# TEKST DO PRZECZYTANIA:

Nowoczesna willa w przedwojennych klimatach - doświadczenia właścicieli
Basia i Tomek
1 z 3
2 z 3
3 z 3
Bardzo cenimy sobie mieszkanie poza miastem. Decyzję o przeniesieniu się na wieś podjęliśmy świadomie, licząc na wszystkie walory takiego zamieszkania: ciszę, spokój i czyste powietrze.
Szczególnie ważny jest dla nas codzienny kontakt z przyrodą. Śpiew ptaków, rechot żab z pobliskich stawów, obserwowanie przylatujących na wiosnę bocianów i biegających po drzewach wiewiórek składają się na nieocenione wrażenia, nieosiągalne w mieście. Sprzyjają temu wszystkiemu duże okna. Najbardziej lubimy śniadania w kuchni, gdzie wielka jak ekran szyba pozwala podziwiać to, co dzieje się za oknem.
Wokół domu powstało kilka tarasów od różnych stron świata. Namówił nas na to architekt. W zależności od pogody oraz pory roku i dnia możemy wybierać najlepsze miejsce na relaks. Jeden zadaszony taras jest nieoceniony w naszym klimacie. Można tu na stałe trzymać meble ogrodowe, siedzieć w czasie deszczu, a także chronić się w cieniu przed słońcem w upalne dni.

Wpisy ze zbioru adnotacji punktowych
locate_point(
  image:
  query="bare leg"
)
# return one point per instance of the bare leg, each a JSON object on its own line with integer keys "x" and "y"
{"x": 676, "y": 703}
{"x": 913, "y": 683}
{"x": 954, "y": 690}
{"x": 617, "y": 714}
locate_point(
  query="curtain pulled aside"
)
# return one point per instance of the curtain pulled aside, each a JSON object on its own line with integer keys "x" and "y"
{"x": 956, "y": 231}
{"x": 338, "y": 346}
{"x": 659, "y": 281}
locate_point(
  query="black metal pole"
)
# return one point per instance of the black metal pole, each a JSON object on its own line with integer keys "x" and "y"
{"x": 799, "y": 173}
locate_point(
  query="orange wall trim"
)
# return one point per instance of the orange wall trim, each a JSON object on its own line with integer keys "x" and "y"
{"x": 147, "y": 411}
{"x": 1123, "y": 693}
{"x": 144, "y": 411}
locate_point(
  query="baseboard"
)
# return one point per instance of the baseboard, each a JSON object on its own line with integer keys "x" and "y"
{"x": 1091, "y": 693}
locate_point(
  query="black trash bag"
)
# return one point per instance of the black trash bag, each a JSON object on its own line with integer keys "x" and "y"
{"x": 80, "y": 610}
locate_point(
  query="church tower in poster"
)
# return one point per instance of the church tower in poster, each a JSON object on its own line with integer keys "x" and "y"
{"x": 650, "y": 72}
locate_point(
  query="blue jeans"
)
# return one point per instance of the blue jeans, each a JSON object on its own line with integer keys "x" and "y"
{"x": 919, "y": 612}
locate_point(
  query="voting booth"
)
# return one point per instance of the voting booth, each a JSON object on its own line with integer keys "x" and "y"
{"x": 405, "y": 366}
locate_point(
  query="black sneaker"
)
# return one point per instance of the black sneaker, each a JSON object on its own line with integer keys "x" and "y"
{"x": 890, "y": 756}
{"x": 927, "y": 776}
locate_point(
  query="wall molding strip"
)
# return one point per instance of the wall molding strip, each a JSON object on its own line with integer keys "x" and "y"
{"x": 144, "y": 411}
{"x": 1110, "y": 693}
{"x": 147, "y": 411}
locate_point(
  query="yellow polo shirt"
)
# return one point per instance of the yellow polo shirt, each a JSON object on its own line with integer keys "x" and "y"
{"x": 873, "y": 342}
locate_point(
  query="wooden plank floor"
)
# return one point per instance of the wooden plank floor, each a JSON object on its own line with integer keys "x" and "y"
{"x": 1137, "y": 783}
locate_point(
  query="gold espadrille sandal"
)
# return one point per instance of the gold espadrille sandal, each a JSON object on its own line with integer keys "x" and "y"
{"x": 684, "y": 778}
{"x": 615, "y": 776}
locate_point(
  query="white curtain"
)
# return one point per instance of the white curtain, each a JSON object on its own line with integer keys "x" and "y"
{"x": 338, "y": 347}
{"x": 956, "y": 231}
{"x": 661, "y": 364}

# PYTANIA I ZADANIA:
- a) Kto według tekstu o willi namówił właścicieli na urządzenie kilku tarasów wokół domu?
- b) Rozstrzygnij, czy poniższe stwierdzenia zgadzają się z tekstem o willi. Przy każdym napisz „tak” lub „nie” i przytocz słowa tekstu, które o tym decydują.
(i) Właściciele przenieśli się na wieś bez namysłu.
(ii) Ulubionym posiłkiem właścicieli są śniadania jedzone w kuchni.
(iii) Na zadaszonym tarasie można przebywać także w czasie deszczu.
- c) Dopisz dalszy ciąg tekstu o nowoczesnej willi, zaczynając bezpośrednio po jego ostatnim zdaniu.

# KLUCZ ODPOWIEDZI:
- a) Architekt.

- b)
(i) Nie: „Decyzję o przeniesieniu się na wieś podjęliśmy świadomie”.
(ii) Tak: „Najbardziej lubimy śniadania w kuchni”.
(iii) Tak: „Można tu na stałe trzymać meble ogrodowe, siedzieć w czasie deszczu”.

- c)
My mieszkamy na parterze, a na piętrze jest część, z której korzystają dzieci. Sypialnia na tym samym poziomie co reszta domu pozwala uniknąć ciągłego biegania po schodach. To bardzo wygodne.
Bryła budynku jest nowoczesna, a wnętrza są przestronne, jasne, wysokie i urządzone w stylu naszego miejskiego lokum - czujemy się, jakbyśmy przenieśli nasze mieszkanie w kamienicy w inne miejsce. To bardzo miłe uczucie.
Wad właściwie brak. Może trochę uciążliwe na co dzień są dojazdy do miasta. Na szczęście nie musimy jeździć w godzinach szczytu. No i stan drogi do domu - podczas wiosennych roztopów podróż nie jest zbyt komfortowa. Czekamy cierpliwie, kiedy droga zostanie utwardzona.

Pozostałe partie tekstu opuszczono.